▸ WHAT IS ASKED:
From the data below, copy out every line that contains the string "walking". Leave out all other lines.

▸ MATERIAL PROVIDED:
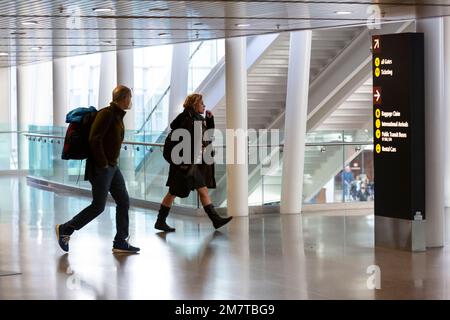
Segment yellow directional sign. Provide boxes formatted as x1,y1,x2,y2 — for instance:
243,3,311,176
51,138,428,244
375,144,381,153
375,68,381,78
375,57,380,67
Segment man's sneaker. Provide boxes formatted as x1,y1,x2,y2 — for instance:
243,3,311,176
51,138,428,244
55,224,70,252
113,240,141,253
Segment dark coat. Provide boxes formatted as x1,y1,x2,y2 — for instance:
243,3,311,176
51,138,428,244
166,109,216,198
85,102,126,180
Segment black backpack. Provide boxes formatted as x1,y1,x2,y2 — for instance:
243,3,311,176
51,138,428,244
61,107,98,160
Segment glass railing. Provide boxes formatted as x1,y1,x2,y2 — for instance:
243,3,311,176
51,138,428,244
0,124,19,171
26,126,374,208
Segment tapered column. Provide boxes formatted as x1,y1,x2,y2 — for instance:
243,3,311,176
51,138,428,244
280,30,311,213
168,43,190,124
97,51,117,109
52,58,69,126
116,49,135,130
225,37,248,216
418,18,450,247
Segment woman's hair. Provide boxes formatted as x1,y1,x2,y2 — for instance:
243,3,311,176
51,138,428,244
183,93,203,110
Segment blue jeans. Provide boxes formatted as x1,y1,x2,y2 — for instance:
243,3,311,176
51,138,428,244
61,166,130,242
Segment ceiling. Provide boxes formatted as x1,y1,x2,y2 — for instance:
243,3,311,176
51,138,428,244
0,0,450,67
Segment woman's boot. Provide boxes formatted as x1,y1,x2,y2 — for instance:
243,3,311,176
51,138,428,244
155,204,175,232
203,204,233,229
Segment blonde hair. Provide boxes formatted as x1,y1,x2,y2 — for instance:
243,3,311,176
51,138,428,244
113,84,131,102
183,93,203,110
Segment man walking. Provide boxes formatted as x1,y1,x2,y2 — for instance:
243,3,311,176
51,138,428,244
56,85,140,253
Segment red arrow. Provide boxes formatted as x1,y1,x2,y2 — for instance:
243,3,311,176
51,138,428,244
373,39,380,49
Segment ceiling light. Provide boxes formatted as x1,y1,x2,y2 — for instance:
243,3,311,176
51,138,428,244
334,11,353,15
92,8,113,13
22,21,38,26
148,8,169,12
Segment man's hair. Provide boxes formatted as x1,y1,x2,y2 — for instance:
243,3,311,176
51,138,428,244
183,93,203,110
113,84,131,102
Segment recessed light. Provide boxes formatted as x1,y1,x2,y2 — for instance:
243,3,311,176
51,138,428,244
92,8,113,13
148,8,169,12
334,11,353,15
22,21,38,26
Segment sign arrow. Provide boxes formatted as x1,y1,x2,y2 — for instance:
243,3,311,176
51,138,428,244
373,39,380,50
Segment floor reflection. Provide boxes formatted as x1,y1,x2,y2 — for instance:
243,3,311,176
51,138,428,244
0,177,450,299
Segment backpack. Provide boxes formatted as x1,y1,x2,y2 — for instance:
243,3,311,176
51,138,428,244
61,106,98,160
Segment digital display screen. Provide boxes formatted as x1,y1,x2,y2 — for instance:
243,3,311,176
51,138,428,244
372,33,425,220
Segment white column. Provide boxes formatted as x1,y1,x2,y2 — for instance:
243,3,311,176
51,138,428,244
16,66,30,170
416,18,449,247
168,43,189,124
116,49,135,130
443,17,450,207
97,51,117,109
0,68,11,127
280,30,311,213
52,58,69,126
225,37,248,216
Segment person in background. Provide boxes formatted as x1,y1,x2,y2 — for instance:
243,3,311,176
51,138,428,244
342,165,354,201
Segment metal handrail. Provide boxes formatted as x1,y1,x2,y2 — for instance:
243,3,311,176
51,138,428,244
137,41,204,133
24,133,373,148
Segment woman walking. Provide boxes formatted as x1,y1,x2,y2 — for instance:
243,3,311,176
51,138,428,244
155,93,233,232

▸ FULL SOLUTION:
Segment man walking. Provide boxes formatted as x1,y1,x2,y2 — for instance:
Segment woman walking. Provide boxes formatted as x1,y1,x2,y2 — for instance:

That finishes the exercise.